Tell me, please, how many lines in the records below include the word "phrase". Give no more than the number.

====== Listed entries

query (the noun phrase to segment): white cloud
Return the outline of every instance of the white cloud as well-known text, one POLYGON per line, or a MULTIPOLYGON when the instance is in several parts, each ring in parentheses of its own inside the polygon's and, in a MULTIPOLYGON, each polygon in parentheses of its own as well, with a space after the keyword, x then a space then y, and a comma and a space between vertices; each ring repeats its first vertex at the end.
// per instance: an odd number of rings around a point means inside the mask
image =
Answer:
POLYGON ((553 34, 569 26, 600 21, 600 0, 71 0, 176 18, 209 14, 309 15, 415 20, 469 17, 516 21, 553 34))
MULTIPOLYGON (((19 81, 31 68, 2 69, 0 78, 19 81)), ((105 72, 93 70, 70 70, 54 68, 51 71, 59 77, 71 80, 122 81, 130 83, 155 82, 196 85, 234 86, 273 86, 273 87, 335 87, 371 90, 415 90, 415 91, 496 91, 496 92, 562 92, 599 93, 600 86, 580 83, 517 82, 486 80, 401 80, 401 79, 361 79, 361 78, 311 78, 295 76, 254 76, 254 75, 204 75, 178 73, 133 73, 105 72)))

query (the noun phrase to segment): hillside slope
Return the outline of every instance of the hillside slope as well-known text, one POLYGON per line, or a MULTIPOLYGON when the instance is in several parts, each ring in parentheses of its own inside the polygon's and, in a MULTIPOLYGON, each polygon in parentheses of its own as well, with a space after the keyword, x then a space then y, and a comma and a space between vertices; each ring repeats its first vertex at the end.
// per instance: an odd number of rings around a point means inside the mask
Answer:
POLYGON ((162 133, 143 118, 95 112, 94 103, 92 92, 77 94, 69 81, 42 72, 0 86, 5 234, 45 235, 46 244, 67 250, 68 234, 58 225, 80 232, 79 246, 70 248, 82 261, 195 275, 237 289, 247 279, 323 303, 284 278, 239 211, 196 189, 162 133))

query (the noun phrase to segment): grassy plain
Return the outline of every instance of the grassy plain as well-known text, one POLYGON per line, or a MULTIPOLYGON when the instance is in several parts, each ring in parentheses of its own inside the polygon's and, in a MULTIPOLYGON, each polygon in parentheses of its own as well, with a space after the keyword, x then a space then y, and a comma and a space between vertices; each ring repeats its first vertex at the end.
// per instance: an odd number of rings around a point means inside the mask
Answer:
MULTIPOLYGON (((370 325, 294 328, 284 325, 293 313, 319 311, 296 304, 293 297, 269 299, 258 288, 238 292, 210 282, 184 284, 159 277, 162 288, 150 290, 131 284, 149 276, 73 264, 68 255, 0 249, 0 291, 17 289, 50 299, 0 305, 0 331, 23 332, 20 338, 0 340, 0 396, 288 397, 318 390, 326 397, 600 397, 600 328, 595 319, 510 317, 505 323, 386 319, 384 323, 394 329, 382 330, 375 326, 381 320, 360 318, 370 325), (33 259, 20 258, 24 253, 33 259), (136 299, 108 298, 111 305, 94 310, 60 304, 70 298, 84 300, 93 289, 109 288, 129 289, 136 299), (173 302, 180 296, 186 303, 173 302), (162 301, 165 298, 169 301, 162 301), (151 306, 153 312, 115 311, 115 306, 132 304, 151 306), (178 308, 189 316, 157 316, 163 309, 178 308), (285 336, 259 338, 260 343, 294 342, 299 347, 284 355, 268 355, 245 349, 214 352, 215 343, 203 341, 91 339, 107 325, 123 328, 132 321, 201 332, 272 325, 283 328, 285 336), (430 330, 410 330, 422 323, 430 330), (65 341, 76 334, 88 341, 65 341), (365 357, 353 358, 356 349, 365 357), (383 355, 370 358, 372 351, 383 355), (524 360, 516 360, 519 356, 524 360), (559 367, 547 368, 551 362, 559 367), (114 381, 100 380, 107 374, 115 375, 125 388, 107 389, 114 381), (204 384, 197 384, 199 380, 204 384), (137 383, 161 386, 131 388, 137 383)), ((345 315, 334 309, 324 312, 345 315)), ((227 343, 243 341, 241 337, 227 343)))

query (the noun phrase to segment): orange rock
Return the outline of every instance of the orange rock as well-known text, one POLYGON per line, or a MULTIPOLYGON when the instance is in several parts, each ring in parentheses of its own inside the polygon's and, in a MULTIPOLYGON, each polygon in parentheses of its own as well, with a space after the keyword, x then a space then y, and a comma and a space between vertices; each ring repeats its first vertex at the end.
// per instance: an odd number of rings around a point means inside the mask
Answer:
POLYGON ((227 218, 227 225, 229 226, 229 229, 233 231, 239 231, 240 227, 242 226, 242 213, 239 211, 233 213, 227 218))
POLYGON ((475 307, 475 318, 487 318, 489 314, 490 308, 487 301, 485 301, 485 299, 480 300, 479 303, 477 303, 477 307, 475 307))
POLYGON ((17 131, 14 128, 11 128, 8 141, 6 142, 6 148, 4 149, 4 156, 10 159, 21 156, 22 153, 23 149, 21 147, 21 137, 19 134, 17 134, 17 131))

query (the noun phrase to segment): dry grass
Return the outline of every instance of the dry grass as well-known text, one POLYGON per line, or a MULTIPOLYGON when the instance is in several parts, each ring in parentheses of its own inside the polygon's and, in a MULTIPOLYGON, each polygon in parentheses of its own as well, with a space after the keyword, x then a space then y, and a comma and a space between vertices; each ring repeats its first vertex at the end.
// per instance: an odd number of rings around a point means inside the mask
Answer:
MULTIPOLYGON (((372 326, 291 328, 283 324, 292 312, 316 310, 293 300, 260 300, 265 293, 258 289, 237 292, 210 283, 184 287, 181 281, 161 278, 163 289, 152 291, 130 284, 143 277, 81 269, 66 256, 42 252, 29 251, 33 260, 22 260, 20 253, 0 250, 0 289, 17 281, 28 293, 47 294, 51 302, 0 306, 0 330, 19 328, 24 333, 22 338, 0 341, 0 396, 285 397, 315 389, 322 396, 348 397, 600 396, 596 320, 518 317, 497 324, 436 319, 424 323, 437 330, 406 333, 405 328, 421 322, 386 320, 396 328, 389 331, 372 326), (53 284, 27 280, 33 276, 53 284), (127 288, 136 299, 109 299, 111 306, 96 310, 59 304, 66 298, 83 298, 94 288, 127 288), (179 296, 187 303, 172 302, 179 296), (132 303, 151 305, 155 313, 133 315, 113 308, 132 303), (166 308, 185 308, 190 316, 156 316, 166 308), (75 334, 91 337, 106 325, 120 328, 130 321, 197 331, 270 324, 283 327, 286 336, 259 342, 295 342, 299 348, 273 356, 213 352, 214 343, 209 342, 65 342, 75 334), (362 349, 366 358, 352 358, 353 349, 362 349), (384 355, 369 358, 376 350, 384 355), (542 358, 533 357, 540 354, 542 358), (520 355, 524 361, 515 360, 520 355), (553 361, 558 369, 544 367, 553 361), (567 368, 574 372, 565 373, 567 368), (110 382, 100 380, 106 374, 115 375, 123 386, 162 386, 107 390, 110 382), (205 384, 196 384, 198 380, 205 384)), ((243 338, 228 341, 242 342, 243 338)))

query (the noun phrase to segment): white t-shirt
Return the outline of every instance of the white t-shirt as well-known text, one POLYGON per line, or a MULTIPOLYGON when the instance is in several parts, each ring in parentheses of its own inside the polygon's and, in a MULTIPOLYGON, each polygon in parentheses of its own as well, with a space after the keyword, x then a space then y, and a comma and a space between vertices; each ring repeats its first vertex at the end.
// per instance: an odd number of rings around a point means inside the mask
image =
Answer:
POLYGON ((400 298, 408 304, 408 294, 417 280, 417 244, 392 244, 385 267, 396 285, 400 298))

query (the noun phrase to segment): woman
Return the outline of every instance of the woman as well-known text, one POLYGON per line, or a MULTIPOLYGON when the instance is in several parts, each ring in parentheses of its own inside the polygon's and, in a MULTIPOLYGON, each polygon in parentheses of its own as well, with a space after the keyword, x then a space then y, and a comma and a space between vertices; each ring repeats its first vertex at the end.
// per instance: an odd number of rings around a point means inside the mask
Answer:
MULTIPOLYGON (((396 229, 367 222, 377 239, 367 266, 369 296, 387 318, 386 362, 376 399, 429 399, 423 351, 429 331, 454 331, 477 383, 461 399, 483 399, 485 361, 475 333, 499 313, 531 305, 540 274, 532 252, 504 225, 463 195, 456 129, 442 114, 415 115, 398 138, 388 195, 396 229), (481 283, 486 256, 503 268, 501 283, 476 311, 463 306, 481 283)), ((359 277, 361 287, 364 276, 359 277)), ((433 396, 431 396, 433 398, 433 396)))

============

### [Expected answer]
7